(Location labeling records)
++++++++++++++++++++

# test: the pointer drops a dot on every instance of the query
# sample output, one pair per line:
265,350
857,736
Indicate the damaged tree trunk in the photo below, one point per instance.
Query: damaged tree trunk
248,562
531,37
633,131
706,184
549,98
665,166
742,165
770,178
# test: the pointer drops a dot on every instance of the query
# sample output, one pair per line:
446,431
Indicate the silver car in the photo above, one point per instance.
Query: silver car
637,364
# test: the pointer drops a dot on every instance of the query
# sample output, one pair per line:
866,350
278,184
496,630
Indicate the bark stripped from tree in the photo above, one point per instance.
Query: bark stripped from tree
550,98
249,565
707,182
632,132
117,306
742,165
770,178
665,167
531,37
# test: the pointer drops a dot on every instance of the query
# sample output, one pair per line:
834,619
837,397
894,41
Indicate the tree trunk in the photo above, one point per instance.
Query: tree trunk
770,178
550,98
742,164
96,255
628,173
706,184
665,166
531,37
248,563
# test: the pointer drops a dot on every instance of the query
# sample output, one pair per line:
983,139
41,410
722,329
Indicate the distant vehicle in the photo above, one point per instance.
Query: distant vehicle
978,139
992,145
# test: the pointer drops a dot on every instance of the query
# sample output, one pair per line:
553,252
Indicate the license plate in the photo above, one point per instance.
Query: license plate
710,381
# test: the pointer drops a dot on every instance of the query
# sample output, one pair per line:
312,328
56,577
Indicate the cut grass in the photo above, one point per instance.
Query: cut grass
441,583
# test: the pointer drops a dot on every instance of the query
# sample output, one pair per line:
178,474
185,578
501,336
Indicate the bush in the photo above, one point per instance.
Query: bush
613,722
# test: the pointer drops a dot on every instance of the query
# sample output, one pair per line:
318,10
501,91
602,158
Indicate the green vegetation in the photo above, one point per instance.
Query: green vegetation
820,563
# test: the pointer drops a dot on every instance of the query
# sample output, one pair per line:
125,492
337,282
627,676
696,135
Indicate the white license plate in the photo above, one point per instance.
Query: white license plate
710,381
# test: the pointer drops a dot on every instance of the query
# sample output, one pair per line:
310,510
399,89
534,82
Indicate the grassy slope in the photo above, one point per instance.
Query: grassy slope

++++++++++++++++++++

- **TASK STATEMENT**
In this exercise, repeat all entries exactly.

- **ANSWER TO THE TASK**
# test: the pointer drops a dot on every instance of the query
# sample output, one pair per line:
265,350
857,736
Indicate the damaged tree trunk in the photo below, one point per instance.
Query: damaged tree trunk
248,562
531,37
633,131
706,184
549,98
665,166
742,165
770,178
# test: the pointer drops a dot on every instance of the query
# sample output, one pair per line:
446,431
Indicate the silver car in the photo above, one point per instance.
Query: silver car
637,364
# test: the pointer drops a dot on every instance of the query
# sample output, one pair per line:
866,350
278,184
496,630
Indicate the bark stripped from tree in the photo above, one point per instance.
Query: bark stripped from tree
550,98
249,565
707,182
632,132
117,306
742,165
770,178
665,167
531,37
# test: the pointer drops a dot on every instance of the query
# sample output, one pair per line:
834,619
837,397
894,41
Indicate the tree trunk in the photo above, one point per instance.
Query: tree trunk
770,178
550,98
742,164
96,255
628,173
706,184
665,166
531,37
248,563
# test: the pointer drops a dot on every instance of the query
# sample output, one pair per line:
983,139
41,410
722,329
Indicate the distant vehicle in the photo above, one point per instance.
Query: distant vehicle
978,139
992,145
# test: the pointer drops a dot on every instance of the query
# sample output, one pair per line:
553,252
Indicate the license plate in the photo above, one point per instance.
Query: license plate
710,381
# test: the pointer drops a dot on every instance of the query
# sample output, one pair per line:
312,328
56,577
Indicate the cut grass in the photo above, one point per instance.
Query: cut grass
441,583
# test: the pointer drops a dot on every instance of the query
# sample output, one pair per line:
178,474
185,578
501,336
Indicate the bush in the photo above, one point per instance.
Query: bush
613,722
# test: the pointer drops a dot on every instance of the query
# sample output, one pair per line:
318,10
501,91
602,158
Indicate the green vegetation in the photo above, one point per instance.
Query: green vegetation
820,563
# test: the pointer drops a dot on every instance of the query
# sample output, one pair per line:
125,492
337,282
627,676
696,135
Indicate the white license plate in the photo above, one point per instance.
Query: white license plate
710,381
# test: the pointer drops a dot on every instance of the query
# sample output, one pair per line:
310,510
399,89
534,82
Indicate the grassy slope in the photo above, one point per instance.
Query: grassy slope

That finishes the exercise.